What you have to do: Edit the stretch from the line containing "For the evaluation set, pick out each instance of the mountain" through the line containing "x=145 y=207", changing "mountain range" to "snowy peak" and keeping every other part of those lines the same.

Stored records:
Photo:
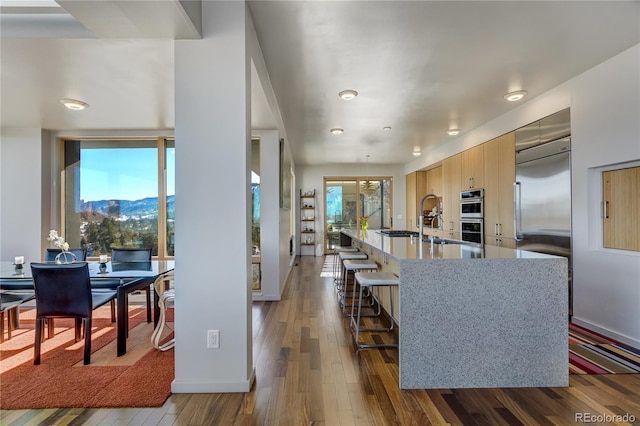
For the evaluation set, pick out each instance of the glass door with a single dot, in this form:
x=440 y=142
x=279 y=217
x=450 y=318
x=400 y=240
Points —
x=375 y=202
x=348 y=200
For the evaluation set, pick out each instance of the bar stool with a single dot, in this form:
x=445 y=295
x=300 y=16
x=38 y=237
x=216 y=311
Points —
x=344 y=255
x=368 y=280
x=336 y=257
x=353 y=266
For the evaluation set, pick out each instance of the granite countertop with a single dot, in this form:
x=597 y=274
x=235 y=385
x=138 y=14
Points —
x=405 y=248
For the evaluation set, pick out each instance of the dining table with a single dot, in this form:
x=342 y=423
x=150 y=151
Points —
x=125 y=277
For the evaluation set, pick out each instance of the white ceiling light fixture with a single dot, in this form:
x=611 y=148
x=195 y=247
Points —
x=347 y=95
x=515 y=96
x=74 y=104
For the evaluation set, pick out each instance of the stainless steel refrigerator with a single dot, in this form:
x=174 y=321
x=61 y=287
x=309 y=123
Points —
x=543 y=188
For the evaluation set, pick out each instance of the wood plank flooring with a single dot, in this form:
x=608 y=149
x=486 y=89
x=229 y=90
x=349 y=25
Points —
x=308 y=373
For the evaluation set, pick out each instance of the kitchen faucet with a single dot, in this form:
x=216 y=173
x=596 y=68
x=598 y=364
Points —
x=438 y=215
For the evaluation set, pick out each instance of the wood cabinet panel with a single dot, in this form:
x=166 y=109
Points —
x=472 y=168
x=434 y=181
x=451 y=175
x=499 y=175
x=621 y=198
x=416 y=188
x=411 y=200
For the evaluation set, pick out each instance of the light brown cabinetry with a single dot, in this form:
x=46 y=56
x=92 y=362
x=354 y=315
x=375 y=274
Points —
x=451 y=176
x=621 y=208
x=499 y=175
x=416 y=186
x=472 y=168
x=434 y=181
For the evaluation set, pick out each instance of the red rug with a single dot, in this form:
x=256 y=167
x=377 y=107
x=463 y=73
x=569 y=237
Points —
x=61 y=381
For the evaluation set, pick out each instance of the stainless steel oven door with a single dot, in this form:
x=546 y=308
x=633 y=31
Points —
x=472 y=207
x=472 y=231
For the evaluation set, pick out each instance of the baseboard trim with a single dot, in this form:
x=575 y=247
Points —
x=606 y=332
x=214 y=387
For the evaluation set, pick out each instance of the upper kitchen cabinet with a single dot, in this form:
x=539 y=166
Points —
x=416 y=184
x=499 y=175
x=451 y=176
x=472 y=168
x=434 y=181
x=621 y=208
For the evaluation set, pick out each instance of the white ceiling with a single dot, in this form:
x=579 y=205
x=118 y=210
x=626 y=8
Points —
x=420 y=67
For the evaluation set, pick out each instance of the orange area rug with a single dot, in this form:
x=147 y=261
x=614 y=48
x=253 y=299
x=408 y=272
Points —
x=62 y=381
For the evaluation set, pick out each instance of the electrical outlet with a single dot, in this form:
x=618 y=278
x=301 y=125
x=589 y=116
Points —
x=213 y=339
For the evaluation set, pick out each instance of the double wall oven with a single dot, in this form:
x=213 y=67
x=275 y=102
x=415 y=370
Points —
x=472 y=216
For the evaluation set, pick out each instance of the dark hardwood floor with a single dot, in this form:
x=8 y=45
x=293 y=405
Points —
x=308 y=373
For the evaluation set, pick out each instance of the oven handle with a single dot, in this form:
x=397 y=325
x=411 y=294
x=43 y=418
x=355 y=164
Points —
x=517 y=210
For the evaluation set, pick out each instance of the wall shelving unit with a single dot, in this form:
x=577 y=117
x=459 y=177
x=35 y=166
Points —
x=308 y=237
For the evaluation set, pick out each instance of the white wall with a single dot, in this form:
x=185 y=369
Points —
x=312 y=177
x=213 y=83
x=605 y=106
x=21 y=195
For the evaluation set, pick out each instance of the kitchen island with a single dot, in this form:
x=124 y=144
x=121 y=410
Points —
x=474 y=317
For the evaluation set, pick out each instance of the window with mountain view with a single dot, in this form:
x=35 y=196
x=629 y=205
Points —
x=119 y=193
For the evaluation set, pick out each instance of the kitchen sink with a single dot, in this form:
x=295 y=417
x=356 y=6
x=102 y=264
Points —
x=442 y=241
x=398 y=233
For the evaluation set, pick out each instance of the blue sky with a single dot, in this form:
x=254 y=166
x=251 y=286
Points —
x=123 y=174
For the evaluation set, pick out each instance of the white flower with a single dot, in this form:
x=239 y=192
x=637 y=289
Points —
x=57 y=240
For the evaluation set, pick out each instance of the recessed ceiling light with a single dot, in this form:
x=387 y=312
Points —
x=515 y=96
x=74 y=104
x=347 y=95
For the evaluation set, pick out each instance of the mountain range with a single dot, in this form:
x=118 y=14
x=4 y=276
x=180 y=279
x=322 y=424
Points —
x=145 y=207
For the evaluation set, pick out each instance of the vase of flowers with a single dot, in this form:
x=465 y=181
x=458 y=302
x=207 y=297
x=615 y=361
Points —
x=65 y=256
x=364 y=223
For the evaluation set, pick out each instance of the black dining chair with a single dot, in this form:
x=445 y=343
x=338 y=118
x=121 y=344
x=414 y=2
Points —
x=80 y=254
x=9 y=305
x=127 y=256
x=64 y=291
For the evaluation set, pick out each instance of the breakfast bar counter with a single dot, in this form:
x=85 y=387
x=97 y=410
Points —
x=475 y=317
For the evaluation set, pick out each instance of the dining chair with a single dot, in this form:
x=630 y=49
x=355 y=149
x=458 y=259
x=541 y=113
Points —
x=9 y=304
x=134 y=255
x=131 y=255
x=80 y=254
x=64 y=291
x=164 y=288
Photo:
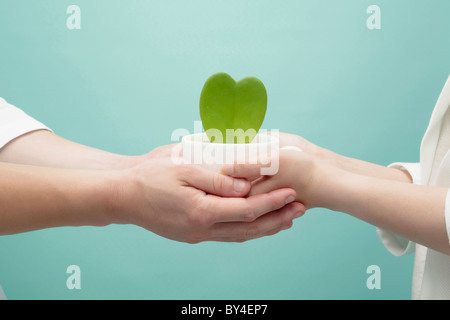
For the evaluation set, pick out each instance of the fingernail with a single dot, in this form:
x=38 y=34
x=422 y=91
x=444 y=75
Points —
x=239 y=185
x=228 y=169
x=298 y=214
x=289 y=199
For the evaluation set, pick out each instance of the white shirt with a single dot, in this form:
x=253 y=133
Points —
x=431 y=276
x=14 y=123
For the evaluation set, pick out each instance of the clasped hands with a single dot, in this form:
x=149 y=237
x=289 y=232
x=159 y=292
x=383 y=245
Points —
x=191 y=204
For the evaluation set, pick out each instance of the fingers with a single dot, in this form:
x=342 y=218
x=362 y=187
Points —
x=244 y=170
x=216 y=183
x=216 y=209
x=268 y=224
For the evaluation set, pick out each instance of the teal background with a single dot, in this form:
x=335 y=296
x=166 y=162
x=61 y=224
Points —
x=134 y=73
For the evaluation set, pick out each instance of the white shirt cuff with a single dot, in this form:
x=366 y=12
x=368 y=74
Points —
x=15 y=123
x=395 y=244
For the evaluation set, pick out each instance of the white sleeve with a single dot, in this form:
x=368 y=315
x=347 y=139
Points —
x=14 y=123
x=395 y=244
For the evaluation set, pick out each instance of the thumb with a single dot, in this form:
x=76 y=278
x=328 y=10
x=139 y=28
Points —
x=218 y=183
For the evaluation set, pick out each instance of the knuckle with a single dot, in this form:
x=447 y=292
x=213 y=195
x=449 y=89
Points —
x=217 y=182
x=183 y=171
x=248 y=214
x=252 y=232
x=200 y=216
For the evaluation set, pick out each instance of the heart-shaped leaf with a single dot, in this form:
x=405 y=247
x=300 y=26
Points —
x=232 y=112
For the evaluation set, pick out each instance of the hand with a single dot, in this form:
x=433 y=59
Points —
x=190 y=204
x=297 y=170
x=339 y=161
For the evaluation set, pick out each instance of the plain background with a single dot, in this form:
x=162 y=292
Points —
x=133 y=73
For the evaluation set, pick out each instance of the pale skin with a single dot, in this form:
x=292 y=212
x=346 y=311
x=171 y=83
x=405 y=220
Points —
x=47 y=181
x=384 y=197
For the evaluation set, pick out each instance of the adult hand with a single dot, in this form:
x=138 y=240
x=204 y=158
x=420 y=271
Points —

Right answer:
For the evaluation set, pick out each instance of the snowy peak with a single dot, in this form:
x=118 y=14
x=4 y=276
x=180 y=279
x=322 y=424
Points —
x=145 y=207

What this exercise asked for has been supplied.